Informe quantas linhas da listagem abaixo contêm a palavra "sign", diferenciando maiúsculas de minúsculas. Responda somente com o número.

____

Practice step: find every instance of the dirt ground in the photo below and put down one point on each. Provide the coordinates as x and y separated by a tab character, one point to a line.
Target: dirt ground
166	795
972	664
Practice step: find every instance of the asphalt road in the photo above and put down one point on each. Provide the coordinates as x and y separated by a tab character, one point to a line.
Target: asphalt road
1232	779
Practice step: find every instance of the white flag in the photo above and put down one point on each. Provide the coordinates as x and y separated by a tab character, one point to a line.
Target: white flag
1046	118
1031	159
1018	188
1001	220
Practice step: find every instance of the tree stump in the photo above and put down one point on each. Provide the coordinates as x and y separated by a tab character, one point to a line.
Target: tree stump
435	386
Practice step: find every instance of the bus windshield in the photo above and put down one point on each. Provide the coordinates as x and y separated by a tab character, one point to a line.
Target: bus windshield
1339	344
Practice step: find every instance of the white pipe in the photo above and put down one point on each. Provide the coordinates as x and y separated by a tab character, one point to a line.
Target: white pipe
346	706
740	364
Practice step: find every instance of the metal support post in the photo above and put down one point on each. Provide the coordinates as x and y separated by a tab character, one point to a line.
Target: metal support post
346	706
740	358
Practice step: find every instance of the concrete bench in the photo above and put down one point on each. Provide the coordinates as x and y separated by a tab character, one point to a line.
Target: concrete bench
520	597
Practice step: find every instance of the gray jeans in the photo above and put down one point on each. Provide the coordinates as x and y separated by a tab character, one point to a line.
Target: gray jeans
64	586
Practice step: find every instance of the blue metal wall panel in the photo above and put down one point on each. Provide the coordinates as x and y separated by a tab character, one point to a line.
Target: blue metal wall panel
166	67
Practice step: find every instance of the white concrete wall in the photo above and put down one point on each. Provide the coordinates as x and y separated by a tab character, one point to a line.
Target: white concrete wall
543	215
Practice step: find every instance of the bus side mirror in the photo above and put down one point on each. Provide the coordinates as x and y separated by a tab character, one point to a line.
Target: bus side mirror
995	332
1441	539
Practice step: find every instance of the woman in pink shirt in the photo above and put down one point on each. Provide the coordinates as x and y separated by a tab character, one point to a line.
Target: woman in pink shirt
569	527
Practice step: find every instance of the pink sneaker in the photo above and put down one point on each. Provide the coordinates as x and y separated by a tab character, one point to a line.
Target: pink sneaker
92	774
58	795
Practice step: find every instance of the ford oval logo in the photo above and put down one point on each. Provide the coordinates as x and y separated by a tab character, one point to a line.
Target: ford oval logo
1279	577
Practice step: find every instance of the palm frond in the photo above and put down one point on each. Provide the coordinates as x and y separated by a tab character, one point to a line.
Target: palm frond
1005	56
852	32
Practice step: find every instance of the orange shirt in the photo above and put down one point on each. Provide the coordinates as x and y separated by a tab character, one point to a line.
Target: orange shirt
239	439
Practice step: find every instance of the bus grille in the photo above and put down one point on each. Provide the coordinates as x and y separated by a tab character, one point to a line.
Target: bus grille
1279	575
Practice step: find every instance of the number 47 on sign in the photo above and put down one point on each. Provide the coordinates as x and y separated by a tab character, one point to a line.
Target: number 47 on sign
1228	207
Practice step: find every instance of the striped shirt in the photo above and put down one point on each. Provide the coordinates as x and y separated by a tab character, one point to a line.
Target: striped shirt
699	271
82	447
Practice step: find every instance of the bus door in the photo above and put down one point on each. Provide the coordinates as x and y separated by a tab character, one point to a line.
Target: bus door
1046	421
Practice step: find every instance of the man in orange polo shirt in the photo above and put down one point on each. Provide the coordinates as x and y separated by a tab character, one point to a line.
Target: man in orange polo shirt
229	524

____

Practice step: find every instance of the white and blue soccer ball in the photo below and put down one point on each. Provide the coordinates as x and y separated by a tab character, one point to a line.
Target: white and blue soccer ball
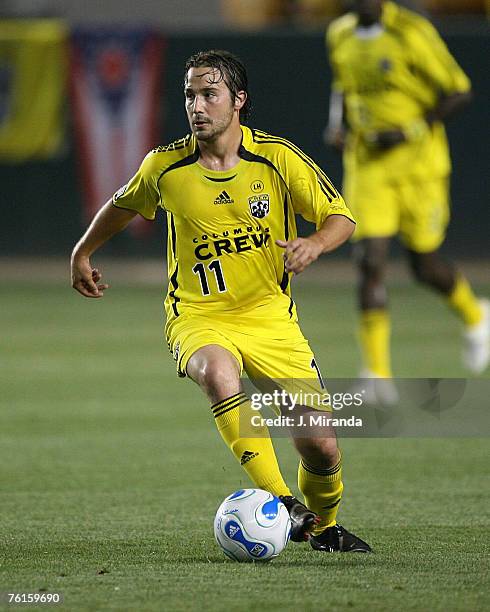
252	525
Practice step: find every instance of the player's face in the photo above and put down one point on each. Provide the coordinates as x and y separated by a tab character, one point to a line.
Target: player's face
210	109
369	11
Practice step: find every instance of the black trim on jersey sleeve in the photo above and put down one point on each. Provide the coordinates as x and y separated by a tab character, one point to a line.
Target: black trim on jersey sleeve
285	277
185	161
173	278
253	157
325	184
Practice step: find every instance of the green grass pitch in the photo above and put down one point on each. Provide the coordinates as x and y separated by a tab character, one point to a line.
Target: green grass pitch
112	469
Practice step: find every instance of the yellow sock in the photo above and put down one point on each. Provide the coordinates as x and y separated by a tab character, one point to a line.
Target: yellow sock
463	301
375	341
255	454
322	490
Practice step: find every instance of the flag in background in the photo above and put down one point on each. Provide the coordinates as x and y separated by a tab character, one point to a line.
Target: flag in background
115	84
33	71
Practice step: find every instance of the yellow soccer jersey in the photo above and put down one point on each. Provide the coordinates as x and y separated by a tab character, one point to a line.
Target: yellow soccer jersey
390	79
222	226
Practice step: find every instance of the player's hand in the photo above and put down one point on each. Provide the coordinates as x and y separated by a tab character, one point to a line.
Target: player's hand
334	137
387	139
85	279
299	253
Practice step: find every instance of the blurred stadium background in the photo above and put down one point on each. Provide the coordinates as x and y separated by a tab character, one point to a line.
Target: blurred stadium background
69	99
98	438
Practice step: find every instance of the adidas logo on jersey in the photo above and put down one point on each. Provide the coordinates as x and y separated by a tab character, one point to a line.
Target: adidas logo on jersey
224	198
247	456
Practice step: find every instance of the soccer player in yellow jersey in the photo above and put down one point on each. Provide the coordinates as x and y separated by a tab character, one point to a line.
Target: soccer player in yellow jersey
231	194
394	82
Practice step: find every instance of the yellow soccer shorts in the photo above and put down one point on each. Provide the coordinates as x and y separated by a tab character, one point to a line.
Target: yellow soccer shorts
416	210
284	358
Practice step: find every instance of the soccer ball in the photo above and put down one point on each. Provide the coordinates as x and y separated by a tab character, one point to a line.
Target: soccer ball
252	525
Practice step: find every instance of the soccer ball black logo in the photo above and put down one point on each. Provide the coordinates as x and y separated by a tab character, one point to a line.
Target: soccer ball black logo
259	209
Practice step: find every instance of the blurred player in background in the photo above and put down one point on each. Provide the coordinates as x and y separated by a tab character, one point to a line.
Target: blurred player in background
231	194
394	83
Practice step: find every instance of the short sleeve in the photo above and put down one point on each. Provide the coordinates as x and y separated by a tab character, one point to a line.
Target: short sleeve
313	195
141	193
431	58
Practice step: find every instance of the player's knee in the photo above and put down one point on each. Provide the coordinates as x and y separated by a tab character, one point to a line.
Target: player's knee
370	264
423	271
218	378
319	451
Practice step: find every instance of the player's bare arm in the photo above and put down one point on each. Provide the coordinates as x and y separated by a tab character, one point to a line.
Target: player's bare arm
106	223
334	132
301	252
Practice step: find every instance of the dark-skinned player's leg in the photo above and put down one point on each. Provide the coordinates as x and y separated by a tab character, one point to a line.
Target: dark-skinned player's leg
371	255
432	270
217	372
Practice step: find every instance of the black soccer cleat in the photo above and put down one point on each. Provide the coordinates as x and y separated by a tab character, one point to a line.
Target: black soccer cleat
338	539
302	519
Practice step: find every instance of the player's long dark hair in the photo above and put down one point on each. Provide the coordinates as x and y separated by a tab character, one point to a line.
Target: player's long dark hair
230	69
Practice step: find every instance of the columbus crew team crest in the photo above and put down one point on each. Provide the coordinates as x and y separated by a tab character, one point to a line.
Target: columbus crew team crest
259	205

____

## RESULTADO DA TAREFA
2